Source document:
☆ ☆ ☆

# maryland home improvement exam



## hamilton burl (Jan 27, 2010)

Are the questions and answers on the practice exam booklet the same questions and answers as the actual exam taken with PSI exams testing agency that does the exam for Maryland HI?


----------



## eXpatRioteX (Jan 26, 2007)

The real exam has about 60 questions. Read and study the books, mostly the appendix (the actual written MD code section), in addition to the individual chapters. Its multiple choice, and many of the answers are very similar, so choose wisely. The test is open book, it took me about 40 minutes to take the test, and double check all my answers. I think they give you 4 hours. I never took the practice exam.


----------



## chris n (Oct 14, 2003)

Just to add there MIGHT be an actual question about home improvement, maybe. As in ( like me) you need a MHIC to apply wall paper or paint, I believe there was one question concerning that aspect.As stated it is all about the boring codes and crap we could care less about:laughing:


----------



## PTP (Jan 21, 2011)

*MHIC Exam*

Where do I find the test booklets for the MHIC. I noticed that PSI does not offer any.


----------



## cork-guy (May 1, 2010)

PTP said:


> Where do I find the test booklets for the MHIC. I noticed that PSI does not offer any.


I didn't have time to find exactly what you need but it's located somewhere below on the Maryland website.

http://www.maryland.gov/Learning/Pages/Learning.aspx


----------



## Greggo (Jan 3, 2021)

eXpatRioteX said:


> The real exam has about 60 questions. Read and study the books, mostly the appendix (the actual written MD code section), in addition to the individual chapters. Its multiple choice, and many of the answers are very similar, so choose wisely. The test is open book, it took me about 40 minutes to take the test, and double check all my answers. I think they give you 4 hours. I never took the practice exam.

☆ ☆ ☆

What the task asks: Resume the forum thread about the Maryland home improvement exam from the point where it stops.

Extracted data:
☆ ☆ ☆

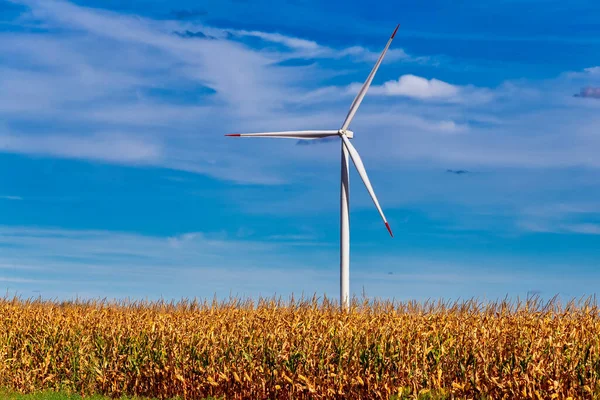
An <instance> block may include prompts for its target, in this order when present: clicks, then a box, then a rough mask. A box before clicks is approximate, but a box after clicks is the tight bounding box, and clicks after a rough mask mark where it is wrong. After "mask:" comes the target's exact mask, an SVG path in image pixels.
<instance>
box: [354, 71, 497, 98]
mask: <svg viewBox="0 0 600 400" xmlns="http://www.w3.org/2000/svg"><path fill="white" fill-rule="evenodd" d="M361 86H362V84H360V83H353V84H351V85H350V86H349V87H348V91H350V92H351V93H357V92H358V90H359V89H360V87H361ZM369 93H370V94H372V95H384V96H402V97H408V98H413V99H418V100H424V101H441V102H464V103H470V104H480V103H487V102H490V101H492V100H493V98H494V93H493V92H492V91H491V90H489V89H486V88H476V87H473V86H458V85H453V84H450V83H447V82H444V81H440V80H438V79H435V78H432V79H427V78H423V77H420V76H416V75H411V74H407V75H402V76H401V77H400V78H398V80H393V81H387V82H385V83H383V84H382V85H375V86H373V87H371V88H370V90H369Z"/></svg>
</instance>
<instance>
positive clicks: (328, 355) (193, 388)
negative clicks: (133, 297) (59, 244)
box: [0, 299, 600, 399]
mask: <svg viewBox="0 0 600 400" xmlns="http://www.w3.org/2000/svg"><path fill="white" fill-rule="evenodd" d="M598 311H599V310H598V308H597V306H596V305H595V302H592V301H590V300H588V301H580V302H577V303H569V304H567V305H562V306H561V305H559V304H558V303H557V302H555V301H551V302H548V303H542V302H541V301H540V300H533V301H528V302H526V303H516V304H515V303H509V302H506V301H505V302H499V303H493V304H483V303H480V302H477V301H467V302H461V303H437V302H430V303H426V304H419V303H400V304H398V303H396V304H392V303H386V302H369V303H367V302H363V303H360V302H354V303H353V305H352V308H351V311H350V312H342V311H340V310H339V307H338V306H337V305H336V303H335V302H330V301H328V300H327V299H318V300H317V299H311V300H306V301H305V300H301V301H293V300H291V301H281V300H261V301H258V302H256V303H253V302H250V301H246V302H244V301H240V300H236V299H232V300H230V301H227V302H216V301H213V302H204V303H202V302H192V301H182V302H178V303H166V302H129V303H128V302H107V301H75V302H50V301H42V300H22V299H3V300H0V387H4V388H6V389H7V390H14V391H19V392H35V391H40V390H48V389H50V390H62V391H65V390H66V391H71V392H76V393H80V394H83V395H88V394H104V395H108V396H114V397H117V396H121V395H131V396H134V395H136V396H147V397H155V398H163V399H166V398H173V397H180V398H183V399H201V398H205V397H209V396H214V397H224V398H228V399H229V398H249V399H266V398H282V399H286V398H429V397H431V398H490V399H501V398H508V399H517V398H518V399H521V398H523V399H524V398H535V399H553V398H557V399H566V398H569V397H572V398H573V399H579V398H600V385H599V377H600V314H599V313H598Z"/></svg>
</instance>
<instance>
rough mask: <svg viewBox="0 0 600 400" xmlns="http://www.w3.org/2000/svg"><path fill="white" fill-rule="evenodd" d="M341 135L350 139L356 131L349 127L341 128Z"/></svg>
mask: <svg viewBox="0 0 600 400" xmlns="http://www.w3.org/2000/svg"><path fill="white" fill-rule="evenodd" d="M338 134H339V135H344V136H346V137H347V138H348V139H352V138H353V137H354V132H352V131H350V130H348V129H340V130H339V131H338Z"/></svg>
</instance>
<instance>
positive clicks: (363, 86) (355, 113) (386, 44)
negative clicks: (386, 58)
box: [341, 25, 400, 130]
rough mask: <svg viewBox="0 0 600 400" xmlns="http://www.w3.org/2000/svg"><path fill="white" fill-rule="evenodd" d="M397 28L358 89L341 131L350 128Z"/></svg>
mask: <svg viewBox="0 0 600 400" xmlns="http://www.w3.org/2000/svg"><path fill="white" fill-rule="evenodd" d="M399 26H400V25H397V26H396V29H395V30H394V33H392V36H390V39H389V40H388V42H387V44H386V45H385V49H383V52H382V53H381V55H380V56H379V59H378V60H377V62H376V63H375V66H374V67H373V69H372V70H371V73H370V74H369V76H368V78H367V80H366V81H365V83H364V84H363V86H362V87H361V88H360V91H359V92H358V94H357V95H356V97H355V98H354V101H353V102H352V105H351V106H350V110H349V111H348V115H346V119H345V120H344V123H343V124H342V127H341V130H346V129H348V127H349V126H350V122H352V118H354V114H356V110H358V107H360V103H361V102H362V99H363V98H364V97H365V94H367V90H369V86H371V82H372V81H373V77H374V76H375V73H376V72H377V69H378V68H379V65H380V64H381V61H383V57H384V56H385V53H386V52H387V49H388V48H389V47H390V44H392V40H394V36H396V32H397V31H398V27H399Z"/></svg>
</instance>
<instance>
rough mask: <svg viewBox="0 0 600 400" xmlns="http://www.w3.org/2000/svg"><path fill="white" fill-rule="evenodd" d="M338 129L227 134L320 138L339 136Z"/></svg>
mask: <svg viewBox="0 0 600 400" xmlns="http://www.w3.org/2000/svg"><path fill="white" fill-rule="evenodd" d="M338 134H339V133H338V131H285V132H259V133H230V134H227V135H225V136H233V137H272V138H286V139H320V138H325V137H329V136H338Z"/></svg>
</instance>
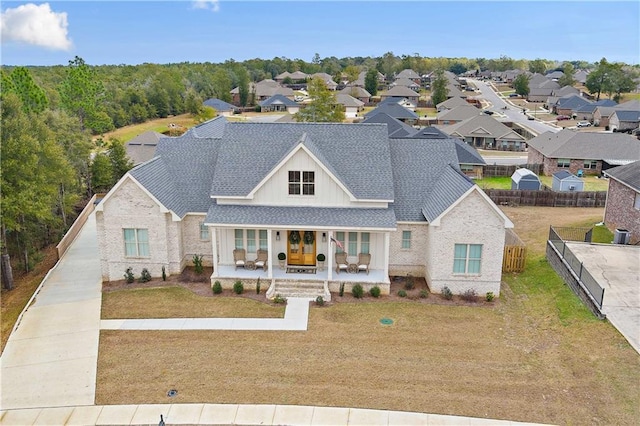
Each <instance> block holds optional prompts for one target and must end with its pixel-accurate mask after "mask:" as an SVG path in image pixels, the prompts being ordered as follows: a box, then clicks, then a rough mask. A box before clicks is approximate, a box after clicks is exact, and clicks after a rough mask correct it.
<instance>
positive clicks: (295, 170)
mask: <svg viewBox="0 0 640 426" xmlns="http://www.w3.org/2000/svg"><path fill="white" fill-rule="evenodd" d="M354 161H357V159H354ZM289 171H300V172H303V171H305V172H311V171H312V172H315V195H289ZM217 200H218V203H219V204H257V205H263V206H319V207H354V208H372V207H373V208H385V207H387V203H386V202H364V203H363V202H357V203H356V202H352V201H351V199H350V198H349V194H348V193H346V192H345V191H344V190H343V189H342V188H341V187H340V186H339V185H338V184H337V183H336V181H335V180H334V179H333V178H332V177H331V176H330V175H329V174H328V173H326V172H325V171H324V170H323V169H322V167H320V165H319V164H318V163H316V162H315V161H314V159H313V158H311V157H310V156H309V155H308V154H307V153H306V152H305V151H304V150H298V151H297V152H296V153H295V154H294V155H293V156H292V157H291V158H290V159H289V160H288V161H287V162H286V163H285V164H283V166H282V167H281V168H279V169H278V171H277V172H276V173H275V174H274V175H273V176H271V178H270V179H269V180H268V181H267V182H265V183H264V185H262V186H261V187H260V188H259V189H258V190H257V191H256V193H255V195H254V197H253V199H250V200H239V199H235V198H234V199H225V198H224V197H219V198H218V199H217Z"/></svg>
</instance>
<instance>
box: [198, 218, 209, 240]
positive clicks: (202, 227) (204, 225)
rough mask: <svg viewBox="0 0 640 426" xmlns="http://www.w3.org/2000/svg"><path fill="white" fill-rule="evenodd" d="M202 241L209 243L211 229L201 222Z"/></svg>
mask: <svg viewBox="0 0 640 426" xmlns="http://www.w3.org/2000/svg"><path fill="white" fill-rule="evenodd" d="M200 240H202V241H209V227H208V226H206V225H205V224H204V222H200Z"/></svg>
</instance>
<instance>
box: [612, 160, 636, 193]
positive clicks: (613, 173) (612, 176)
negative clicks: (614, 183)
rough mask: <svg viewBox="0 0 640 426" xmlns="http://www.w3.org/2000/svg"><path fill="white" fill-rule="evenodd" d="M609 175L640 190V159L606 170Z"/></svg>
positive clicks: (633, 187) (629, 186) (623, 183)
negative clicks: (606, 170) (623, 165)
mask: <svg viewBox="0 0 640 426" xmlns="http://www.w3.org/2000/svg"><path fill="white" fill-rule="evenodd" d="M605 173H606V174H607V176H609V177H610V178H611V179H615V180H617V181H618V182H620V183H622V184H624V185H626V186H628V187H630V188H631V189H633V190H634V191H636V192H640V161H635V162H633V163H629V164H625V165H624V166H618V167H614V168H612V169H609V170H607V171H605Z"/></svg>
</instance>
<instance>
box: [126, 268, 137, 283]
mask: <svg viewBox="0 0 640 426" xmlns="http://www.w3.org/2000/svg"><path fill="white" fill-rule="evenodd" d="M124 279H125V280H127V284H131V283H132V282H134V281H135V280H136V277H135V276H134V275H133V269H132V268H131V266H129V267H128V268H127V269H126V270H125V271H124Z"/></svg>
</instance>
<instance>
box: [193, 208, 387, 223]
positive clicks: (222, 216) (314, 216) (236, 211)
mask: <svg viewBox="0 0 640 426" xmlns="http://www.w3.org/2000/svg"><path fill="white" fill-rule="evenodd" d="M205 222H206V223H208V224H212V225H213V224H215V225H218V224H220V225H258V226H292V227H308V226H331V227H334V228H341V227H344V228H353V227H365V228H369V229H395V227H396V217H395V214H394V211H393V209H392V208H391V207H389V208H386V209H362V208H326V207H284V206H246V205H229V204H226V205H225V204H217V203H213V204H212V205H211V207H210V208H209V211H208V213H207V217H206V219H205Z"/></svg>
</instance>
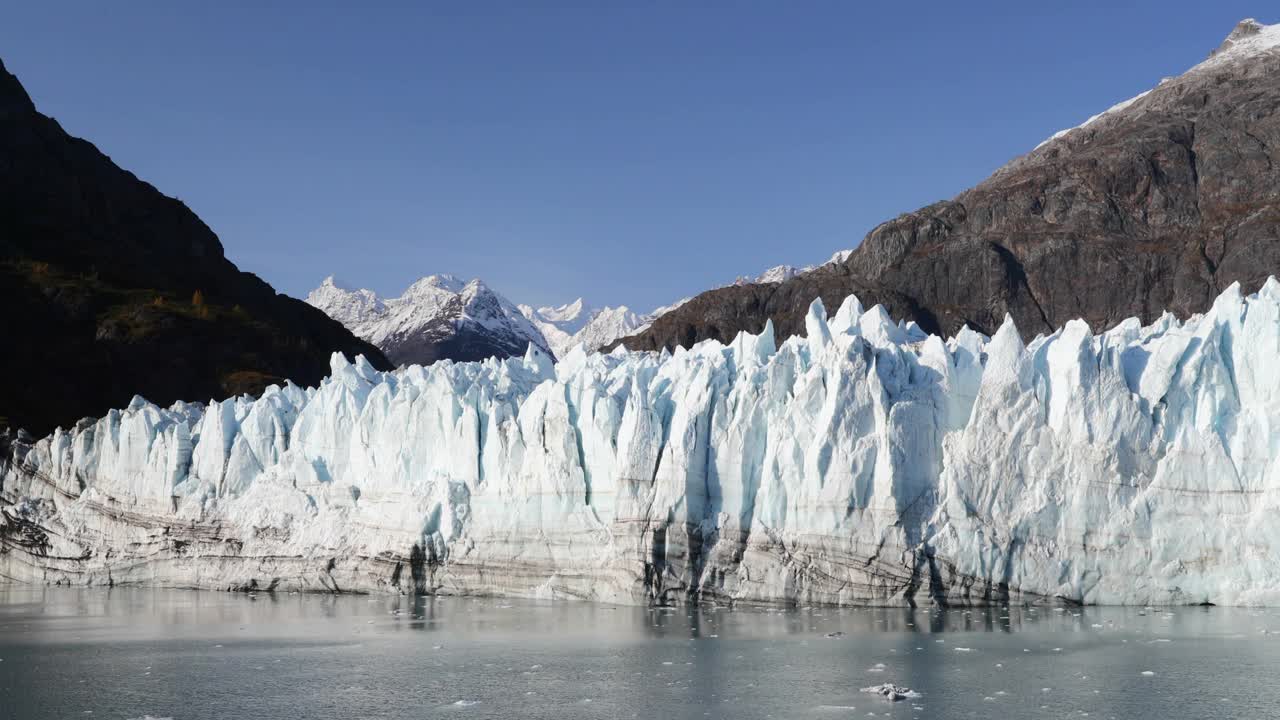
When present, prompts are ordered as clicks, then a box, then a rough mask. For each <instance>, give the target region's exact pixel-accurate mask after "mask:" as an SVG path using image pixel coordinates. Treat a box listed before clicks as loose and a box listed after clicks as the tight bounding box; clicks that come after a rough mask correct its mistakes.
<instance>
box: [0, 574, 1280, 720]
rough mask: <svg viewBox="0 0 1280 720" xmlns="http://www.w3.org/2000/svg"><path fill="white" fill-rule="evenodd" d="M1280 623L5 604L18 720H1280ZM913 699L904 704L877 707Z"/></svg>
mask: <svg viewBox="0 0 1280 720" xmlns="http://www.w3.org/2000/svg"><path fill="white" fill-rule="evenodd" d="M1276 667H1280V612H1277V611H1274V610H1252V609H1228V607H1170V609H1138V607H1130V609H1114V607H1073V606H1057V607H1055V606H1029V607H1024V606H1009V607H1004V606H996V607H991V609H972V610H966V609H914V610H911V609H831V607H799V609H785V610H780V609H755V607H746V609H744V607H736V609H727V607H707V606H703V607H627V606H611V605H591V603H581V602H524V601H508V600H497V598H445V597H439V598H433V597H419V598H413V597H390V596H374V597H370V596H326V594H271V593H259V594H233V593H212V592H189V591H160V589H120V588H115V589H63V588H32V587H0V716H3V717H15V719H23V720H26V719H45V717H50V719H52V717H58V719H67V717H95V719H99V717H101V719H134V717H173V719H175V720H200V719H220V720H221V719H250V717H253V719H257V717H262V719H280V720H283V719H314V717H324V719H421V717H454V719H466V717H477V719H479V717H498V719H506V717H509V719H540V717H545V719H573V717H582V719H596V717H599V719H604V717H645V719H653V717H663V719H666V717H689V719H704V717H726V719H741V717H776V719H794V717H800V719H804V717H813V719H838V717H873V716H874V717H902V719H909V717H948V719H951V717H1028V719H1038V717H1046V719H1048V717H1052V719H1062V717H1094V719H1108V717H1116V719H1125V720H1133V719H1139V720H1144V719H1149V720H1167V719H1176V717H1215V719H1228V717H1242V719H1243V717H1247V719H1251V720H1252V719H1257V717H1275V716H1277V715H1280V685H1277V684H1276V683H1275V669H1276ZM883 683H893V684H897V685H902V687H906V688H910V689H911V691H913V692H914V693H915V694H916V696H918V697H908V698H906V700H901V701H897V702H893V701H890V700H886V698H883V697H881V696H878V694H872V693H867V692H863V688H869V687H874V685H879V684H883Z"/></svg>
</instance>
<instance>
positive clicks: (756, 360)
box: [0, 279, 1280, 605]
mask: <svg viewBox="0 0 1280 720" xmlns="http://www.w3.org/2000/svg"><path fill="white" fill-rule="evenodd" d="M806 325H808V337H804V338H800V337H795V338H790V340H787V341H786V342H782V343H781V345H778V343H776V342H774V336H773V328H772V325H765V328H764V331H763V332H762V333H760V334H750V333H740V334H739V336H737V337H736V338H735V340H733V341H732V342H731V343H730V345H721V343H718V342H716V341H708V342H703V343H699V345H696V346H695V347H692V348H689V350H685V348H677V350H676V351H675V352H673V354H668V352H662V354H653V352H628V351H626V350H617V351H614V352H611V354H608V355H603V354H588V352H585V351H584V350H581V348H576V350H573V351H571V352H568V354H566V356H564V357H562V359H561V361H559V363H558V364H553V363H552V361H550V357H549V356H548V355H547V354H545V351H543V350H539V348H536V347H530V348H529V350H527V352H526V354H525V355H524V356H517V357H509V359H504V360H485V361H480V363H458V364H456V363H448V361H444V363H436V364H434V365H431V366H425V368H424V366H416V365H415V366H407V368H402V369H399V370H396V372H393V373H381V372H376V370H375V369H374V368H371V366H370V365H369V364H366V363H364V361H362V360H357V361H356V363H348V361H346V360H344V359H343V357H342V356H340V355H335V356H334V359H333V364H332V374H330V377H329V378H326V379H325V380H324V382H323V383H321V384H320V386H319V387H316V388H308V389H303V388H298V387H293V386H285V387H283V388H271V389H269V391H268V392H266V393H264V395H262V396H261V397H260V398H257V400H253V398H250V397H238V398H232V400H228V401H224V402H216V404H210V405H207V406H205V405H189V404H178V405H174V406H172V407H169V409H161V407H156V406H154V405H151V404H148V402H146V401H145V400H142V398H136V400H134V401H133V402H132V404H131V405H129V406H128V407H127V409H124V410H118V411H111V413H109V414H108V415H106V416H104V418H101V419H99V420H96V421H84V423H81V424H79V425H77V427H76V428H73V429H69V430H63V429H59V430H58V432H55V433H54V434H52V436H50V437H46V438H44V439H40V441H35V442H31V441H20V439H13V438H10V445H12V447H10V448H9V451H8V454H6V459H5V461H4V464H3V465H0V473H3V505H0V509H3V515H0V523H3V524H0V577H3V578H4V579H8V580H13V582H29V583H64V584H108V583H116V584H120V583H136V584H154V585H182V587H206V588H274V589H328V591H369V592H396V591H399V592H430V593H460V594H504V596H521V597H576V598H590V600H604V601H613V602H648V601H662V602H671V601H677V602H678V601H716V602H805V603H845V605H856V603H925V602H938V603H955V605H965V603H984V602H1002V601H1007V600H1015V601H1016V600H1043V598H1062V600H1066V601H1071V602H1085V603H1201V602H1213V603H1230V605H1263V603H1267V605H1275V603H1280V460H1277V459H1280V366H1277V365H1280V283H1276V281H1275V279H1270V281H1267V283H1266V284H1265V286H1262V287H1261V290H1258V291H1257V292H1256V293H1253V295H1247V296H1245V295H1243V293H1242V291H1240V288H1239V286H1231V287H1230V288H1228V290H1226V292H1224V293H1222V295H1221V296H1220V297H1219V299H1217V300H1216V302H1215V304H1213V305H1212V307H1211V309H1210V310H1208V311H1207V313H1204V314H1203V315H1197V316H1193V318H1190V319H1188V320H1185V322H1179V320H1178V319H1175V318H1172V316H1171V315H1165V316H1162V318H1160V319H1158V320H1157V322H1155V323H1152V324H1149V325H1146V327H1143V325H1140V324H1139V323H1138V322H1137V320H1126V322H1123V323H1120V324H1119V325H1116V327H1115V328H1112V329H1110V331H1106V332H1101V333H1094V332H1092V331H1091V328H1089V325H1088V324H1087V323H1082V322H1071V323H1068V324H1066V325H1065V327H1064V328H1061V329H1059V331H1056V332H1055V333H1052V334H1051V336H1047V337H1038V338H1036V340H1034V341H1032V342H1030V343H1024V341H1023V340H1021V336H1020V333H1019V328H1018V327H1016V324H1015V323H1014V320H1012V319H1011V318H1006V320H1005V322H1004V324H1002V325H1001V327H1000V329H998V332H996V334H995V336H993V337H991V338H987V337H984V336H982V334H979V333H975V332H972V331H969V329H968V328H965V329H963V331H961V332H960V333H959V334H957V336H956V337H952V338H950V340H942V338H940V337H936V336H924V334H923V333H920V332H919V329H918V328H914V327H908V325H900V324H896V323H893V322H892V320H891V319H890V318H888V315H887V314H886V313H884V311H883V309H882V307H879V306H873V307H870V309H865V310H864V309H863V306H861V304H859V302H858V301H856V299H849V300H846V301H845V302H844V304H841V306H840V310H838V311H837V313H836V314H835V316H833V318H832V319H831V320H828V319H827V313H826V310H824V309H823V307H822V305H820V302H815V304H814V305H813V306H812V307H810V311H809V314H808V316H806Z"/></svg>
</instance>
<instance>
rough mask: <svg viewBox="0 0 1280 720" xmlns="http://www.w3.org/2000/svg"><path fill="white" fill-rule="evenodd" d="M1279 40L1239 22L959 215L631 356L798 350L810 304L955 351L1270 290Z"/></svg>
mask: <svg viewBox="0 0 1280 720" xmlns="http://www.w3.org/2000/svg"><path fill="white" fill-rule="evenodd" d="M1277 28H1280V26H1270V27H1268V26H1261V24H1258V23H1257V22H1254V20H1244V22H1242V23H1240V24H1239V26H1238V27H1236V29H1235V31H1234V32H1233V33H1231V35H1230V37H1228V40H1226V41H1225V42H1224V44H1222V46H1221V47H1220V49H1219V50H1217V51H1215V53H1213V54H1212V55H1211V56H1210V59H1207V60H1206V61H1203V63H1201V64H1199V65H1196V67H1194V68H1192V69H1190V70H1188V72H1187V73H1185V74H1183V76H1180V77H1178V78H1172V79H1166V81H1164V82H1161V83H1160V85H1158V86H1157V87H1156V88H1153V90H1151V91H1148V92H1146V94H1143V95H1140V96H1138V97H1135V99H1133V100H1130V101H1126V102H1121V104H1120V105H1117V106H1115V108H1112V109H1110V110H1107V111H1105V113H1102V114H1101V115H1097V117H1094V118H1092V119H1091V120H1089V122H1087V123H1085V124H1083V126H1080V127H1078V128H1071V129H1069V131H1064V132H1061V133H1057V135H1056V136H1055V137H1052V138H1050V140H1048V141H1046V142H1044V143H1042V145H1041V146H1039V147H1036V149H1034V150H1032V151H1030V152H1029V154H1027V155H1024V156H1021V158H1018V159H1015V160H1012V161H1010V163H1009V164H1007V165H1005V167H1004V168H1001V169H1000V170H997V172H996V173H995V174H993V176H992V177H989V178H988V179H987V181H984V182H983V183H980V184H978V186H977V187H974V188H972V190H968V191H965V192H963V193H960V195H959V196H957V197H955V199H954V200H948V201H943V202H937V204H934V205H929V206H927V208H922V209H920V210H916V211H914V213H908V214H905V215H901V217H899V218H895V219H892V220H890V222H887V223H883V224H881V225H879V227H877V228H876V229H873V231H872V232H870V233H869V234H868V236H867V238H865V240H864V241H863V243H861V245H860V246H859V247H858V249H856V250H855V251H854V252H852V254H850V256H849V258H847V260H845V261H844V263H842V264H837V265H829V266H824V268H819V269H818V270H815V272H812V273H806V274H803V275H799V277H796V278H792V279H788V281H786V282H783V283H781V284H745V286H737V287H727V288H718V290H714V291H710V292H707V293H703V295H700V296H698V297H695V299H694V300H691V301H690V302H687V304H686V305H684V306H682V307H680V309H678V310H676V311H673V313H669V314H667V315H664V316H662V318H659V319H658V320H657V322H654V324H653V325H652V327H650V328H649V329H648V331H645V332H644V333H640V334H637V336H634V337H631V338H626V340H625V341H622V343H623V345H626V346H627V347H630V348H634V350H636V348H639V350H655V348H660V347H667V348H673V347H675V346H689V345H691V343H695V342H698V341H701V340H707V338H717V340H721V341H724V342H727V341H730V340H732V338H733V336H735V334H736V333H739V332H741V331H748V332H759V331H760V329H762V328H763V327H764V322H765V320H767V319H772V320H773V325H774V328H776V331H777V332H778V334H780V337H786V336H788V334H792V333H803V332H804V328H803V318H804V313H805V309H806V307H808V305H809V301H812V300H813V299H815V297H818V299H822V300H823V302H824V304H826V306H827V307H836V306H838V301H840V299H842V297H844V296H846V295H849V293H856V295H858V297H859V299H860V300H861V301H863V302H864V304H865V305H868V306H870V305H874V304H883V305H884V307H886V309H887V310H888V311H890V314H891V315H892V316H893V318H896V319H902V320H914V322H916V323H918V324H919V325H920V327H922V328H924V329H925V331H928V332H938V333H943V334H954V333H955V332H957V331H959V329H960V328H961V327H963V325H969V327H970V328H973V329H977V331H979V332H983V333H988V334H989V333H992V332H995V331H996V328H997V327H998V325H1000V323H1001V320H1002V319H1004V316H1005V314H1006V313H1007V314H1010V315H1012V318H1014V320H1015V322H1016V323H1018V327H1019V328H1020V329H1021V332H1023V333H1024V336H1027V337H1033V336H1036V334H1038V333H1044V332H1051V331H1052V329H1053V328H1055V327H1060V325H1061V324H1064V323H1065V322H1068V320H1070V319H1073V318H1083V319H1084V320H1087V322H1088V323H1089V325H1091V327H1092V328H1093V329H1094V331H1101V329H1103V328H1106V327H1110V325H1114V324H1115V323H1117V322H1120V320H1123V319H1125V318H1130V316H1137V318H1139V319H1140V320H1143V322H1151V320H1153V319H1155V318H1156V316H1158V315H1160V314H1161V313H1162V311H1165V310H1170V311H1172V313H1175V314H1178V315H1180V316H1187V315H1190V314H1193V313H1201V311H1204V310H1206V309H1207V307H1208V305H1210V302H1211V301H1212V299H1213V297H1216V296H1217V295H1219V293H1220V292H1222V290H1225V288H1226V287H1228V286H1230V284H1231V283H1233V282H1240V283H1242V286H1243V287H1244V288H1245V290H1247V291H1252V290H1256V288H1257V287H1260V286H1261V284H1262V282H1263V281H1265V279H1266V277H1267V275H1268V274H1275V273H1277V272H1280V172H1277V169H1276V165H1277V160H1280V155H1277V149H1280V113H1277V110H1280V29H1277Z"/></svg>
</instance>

☆ ☆ ☆

Answer box:
After nearly 20 years I've finally decided to take the MHIC exam for my license in Maryland. I bought the 6th edition of NASCLA. Any tips on what to study? I've been dreading this for over 10 years. Should i take a prep class? I've heard that it's mostly laws and stuff like that. Thanks!


----------



## BamaContracting (Feb 19, 2021)

@eXpatRiotX Did you take the exam? If so, how'd you do? I'm scheduled to take the exam on 2/26/20, and am hoping to get some type of tips, or heads up as to what I should concentrate on studying for these last few days I have


----------



## BamaContracting (Feb 19, 2021)

Greggo said:


> After nearly 20 years I've finally decided to take the MHIC exam for my license in Maryland. I bought the 6th edition of NASCLA. Any tips on what to study? I've been dreading this for over 10 years. Should i take a prep class? I've heard that it's mostly laws and stuff like that. Thanks!


Did you take the exam? If so, how'd you do? I'm scheduled to take the exam on 2/26/20, and am hoping to get some type of tips, or heads up as to what I should concentrate on studying for these last few days I have


----------



## LizardServices (Mar 22, 2021)

I'm taking my exam tomorrow. I bought the online practice exams from AtHomePrep and took a few tests every day for a week. I now get almost a perfect score every time I take it. I'll see how well I'm prepared when I take the exam tomorrow.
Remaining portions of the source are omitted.